== Segment start ==

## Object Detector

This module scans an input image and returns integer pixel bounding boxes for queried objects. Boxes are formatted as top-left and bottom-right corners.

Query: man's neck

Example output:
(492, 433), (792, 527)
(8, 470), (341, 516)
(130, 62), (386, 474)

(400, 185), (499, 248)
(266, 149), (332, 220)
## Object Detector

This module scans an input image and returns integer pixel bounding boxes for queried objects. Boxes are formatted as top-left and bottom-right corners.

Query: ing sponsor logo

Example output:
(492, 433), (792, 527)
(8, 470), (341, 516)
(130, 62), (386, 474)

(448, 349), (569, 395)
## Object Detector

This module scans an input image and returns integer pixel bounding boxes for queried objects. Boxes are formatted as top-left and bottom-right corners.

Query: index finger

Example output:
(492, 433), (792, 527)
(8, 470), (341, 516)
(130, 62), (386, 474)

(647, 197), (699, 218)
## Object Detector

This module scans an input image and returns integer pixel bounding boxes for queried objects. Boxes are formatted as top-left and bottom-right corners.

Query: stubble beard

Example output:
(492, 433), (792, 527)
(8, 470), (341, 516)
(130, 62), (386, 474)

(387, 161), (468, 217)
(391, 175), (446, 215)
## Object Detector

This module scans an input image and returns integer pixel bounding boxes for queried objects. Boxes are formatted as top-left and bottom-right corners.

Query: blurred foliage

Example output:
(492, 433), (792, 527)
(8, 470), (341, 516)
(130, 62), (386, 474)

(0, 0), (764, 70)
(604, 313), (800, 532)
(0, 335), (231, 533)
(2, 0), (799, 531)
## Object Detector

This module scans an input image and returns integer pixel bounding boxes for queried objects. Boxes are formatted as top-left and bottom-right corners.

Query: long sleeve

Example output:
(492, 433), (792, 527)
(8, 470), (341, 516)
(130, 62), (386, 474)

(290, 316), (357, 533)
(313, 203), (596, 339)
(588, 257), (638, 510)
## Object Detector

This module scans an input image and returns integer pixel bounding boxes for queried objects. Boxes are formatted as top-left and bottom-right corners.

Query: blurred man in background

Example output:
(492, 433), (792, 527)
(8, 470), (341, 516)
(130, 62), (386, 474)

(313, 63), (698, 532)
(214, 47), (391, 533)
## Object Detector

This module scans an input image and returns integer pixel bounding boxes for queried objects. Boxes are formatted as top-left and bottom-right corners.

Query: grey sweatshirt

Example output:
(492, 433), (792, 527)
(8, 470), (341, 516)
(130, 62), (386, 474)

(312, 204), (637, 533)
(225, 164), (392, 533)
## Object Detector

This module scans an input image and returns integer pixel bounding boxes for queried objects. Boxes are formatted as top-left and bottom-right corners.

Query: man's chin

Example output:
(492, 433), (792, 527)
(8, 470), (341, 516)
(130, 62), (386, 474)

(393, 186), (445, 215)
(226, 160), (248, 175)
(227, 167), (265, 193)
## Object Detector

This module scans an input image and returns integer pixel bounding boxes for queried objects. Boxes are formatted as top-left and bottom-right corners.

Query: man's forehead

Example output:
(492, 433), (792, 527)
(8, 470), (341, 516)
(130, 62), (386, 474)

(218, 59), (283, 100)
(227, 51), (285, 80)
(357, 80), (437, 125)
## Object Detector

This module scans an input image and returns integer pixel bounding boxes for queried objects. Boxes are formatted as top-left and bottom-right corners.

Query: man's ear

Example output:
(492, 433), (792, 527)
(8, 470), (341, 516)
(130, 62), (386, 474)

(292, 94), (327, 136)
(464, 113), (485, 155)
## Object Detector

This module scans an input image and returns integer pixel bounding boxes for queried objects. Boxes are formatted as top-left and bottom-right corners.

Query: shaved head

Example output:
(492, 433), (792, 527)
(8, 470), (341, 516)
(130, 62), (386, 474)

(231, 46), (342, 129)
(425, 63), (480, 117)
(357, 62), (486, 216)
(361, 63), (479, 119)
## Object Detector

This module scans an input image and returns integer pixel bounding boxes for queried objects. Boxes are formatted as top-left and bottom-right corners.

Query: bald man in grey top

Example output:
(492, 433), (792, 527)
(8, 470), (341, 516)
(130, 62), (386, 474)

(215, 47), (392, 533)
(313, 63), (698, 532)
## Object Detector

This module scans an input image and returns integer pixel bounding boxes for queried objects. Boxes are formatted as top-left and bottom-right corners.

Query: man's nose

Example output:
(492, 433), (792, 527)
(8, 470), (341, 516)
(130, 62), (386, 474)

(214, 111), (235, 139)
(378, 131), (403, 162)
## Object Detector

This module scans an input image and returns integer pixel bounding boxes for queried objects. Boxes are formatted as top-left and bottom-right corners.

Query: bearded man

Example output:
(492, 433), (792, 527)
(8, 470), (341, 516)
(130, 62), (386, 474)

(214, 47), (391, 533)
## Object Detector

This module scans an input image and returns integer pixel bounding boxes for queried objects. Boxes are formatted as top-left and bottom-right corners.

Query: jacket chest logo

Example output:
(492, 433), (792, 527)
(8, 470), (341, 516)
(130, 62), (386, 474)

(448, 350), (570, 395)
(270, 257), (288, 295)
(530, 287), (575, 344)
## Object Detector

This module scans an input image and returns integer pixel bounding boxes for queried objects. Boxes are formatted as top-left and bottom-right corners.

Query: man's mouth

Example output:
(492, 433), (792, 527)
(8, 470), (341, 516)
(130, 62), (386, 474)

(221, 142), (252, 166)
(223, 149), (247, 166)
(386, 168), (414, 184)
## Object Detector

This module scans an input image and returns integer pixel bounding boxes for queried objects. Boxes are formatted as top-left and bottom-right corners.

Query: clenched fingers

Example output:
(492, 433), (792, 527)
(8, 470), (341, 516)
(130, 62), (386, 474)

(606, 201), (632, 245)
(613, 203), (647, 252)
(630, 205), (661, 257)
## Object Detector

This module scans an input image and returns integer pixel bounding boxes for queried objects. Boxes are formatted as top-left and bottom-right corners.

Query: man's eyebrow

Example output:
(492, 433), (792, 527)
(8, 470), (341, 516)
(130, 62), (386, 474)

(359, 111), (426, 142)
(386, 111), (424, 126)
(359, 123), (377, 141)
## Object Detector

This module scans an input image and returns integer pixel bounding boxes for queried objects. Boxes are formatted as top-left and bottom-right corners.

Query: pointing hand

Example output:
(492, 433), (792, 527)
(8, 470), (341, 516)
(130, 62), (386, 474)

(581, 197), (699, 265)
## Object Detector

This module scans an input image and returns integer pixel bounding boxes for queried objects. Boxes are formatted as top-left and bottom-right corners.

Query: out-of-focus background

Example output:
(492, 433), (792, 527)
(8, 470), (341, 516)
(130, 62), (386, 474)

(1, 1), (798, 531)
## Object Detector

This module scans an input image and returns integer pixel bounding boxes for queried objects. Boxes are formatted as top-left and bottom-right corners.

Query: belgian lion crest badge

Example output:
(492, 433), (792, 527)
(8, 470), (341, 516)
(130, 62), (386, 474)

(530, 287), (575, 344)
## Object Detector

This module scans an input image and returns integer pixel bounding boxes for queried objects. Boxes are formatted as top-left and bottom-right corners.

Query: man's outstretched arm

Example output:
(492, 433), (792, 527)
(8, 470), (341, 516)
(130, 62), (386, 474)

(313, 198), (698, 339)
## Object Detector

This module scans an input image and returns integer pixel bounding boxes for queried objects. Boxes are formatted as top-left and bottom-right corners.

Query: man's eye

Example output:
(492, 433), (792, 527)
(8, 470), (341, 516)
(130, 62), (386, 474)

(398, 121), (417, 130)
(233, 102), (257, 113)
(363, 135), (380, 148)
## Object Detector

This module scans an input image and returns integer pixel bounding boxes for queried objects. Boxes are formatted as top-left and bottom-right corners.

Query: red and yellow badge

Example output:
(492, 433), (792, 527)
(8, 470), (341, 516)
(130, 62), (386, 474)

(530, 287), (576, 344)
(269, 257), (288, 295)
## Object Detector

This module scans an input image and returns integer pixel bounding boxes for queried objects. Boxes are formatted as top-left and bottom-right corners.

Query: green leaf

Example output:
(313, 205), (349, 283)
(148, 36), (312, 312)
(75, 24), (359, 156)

== Segment end ==

YOUR OBJECTIVE — Which lines above contain the word "badge"? Show each of them.

RESULT OF THIS TASK —
Query: belgian lion crest badge
Query: red and yellow badge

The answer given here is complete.